▶ _Problem to solve_: Copy out every line in the entries below that includes "dark".

━━━━━ Data records ━━━━━

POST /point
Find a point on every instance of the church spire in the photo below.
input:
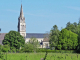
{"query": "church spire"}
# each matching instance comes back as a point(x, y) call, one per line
point(21, 12)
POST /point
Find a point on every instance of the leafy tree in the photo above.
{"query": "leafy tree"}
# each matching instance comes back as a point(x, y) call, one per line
point(27, 48)
point(34, 43)
point(1, 54)
point(73, 27)
point(5, 48)
point(13, 39)
point(54, 34)
point(67, 39)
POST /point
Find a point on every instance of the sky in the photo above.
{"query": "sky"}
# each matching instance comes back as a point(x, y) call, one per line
point(40, 15)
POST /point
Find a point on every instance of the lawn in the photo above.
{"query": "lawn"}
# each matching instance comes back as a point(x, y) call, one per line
point(38, 56)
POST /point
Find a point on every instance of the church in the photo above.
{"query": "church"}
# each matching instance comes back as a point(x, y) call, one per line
point(41, 37)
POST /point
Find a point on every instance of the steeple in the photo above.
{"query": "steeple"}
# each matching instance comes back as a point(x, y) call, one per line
point(21, 23)
point(21, 12)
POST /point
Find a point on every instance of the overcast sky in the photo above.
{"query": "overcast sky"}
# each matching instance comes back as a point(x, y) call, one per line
point(40, 15)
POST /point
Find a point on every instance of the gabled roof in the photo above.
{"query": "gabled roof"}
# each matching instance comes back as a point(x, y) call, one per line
point(36, 35)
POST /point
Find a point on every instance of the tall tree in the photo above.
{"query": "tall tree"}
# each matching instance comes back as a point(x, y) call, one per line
point(13, 39)
point(34, 42)
point(72, 27)
point(54, 34)
point(67, 40)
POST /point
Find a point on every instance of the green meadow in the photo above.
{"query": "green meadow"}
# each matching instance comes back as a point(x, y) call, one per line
point(38, 56)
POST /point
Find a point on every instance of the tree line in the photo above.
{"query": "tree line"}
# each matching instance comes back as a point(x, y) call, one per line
point(66, 39)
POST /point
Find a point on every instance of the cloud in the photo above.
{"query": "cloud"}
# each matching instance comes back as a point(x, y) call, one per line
point(15, 11)
point(74, 8)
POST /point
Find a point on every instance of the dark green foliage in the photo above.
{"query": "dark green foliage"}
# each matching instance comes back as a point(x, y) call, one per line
point(13, 39)
point(5, 48)
point(67, 40)
point(27, 48)
point(54, 34)
point(1, 54)
point(31, 46)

━━━━━

▶ _Output for this task_:
Find a point on every instance of the dark green foliage in the photo above.
{"query": "dark green foliage"}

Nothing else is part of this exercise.